[Excerpts of bounding box data]
──────
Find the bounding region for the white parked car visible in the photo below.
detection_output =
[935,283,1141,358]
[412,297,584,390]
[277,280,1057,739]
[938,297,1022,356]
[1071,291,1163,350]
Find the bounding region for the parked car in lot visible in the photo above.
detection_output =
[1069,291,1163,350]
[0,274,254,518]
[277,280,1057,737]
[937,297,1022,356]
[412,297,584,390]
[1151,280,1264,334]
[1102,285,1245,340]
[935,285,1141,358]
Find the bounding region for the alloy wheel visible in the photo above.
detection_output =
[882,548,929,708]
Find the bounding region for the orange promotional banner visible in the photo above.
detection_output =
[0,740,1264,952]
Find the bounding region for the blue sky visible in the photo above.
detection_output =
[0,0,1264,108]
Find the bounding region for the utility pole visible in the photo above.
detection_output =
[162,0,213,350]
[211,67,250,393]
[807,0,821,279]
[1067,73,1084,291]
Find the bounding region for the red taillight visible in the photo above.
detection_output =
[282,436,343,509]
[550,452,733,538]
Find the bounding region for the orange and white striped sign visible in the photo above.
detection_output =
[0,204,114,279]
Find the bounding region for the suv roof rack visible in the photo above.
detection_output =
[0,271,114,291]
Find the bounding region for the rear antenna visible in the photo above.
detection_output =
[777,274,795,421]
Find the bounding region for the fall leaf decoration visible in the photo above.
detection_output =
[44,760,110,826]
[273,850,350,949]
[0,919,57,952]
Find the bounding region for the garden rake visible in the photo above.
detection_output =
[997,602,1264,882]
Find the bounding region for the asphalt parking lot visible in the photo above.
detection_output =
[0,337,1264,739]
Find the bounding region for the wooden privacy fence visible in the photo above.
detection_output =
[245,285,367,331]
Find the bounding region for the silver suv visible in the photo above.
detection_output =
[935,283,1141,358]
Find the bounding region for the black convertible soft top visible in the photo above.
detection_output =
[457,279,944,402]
──────
— Work to complete —
Repeat every line of the records above word for word.

— Written answer —
Find the bounding region for the white parked car visible in the photo below.
detection_output =
[935,283,1141,358]
[412,297,584,390]
[277,280,1057,739]
[938,297,1022,356]
[1071,291,1163,350]
Find the bounding region for the parked car in lot visible in the photo above.
detection_output =
[1069,291,1163,350]
[0,274,254,518]
[277,280,1057,737]
[937,297,1022,356]
[412,297,584,390]
[1151,280,1264,334]
[1102,285,1245,340]
[935,285,1141,358]
Find the bounding region for the alloy wheel visible in the photo above.
detection_output =
[882,548,929,708]
Find the bounding region for the orange promotional banner visible in the photo above.
detection_output =
[0,740,1264,952]
Find the bounding region for the blue sky visible in the photo above.
detection_output =
[0,0,1264,108]
Find the bounding region for the utility pole visible in the photo above.
detection_output =
[162,0,213,350]
[211,67,250,393]
[807,0,821,279]
[1067,73,1084,291]
Find the bounding region for the red taillight visible in the photo above.
detection_output =
[282,436,343,509]
[550,452,733,538]
Find the bounding region for the orange and white striped sign visible in the photo above.
detection_output =
[0,204,114,279]
Find the bounding region for the suv roof rack visible in the photo above.
detection_output =
[0,271,114,291]
Find the bounding region for the rear antenna visible in the photo above.
detection_output =
[777,274,795,421]
Find the bounding region for the fall leaf decoration visible in the photo above.
detection_output =
[44,760,110,826]
[273,850,350,949]
[0,919,57,952]
Find the bounding region for the garden rake visible in the photo above.
detection_output =
[997,602,1264,882]
Find the bounding region for the asphalt parking lot visible in the photo above.
detection_output =
[0,337,1264,739]
Find the bounding region for the wooden privacy fence visible in the photo above.
detection_output =
[245,285,367,331]
Find the bounding region for the silver suv visible in the photo above.
detection_output =
[935,283,1141,358]
Find the bounding region for the black convertible soft top visible in the photo above.
detection_output =
[457,279,944,402]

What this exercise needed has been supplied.